Exercise directions =
Reproduce the passage of the blog post about vanishing bats word for word, starting at "Today on NPR" and ending at "to prevent extinction.".

Provided text =
• • • • • • •

Wednesday, August 19, 2009

Vanishing Bats

Today on NPR I heard a story about how the most common species of bat in North America seems to be on the path to extinction due a fungal disease called White Nose Syndrome. As hundreds of thousands of bats die, bat scientists are calling "crisis!" and starting to mount efforts to prevent extinction.

Part of the story also noted how bats perform a tremendous service to farmers as insecticides, and hinted that extinction would be a catastrophe for the ecosystem. For now, the report said, conservation biologists are carefully monitoring the situation.

Now if White Nose Syndrome is caused by humans (and that's a big if), then I would understand the cause for alarm. But that's not what was being talked about; instead, the report focused on how the decline of bats is a calamity in and of itself.

As someone with minimal experience in ecology, I may be wrong on this, but I feel this approach is misguided. It seems that if an event (including extinction) happens automatically in nature, then it is helpful rather than harmful, and ultimately works for the benefit of the system. After all the Earth has been sustaining life for hundreds of millions of years and has been doing just fine without our help. Just because we are now marginally aware of the complex ecology around us does not mean that we need to correct for perceived "imbalances," especially when these corrections can lead to real imbalances of their own.

Of course, this entire argument is contingent on whether White Nose Syndrome is caused by humans or not. And there very well may be other facts to bear in mind. Nonetheless, I sense that we environmentalists have a knee-jerk reaction for preserving species diversity—and I want to suggest that this may not be a good thing.

• • • • • • •

Data to examine =
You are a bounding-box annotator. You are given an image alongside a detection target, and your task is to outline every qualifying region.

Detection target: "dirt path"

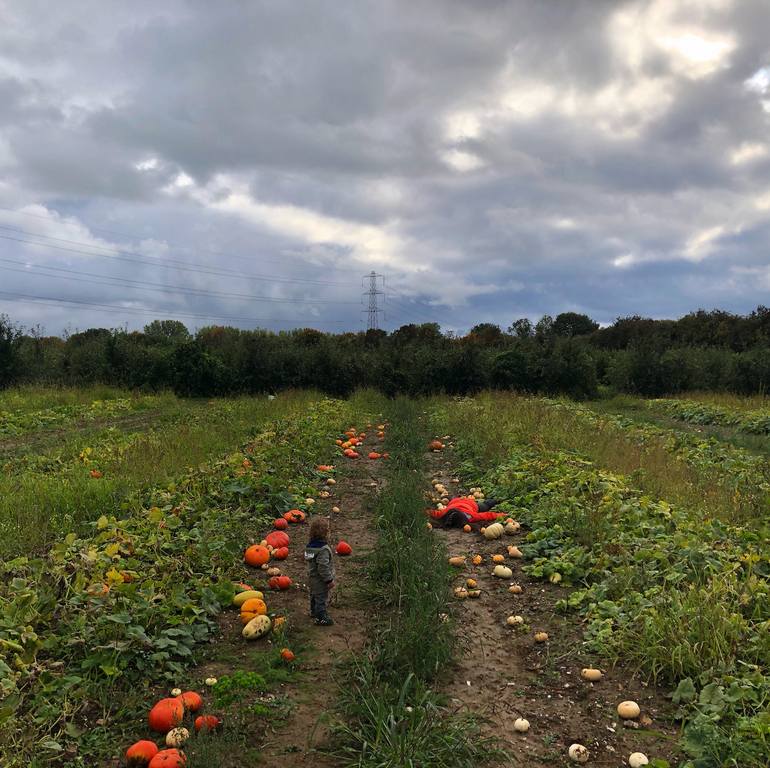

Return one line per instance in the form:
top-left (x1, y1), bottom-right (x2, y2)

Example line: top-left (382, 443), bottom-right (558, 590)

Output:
top-left (192, 428), bottom-right (383, 768)
top-left (429, 452), bottom-right (677, 768)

• • • • • • •

Task output =
Today on NPR I heard a story about how the most common species of bat in North America seems to be on the path to extinction due a fungal disease called White Nose Syndrome. As hundreds of thousands of bats die, bat scientists are calling "crisis!" and starting to mount efforts to prevent extinction.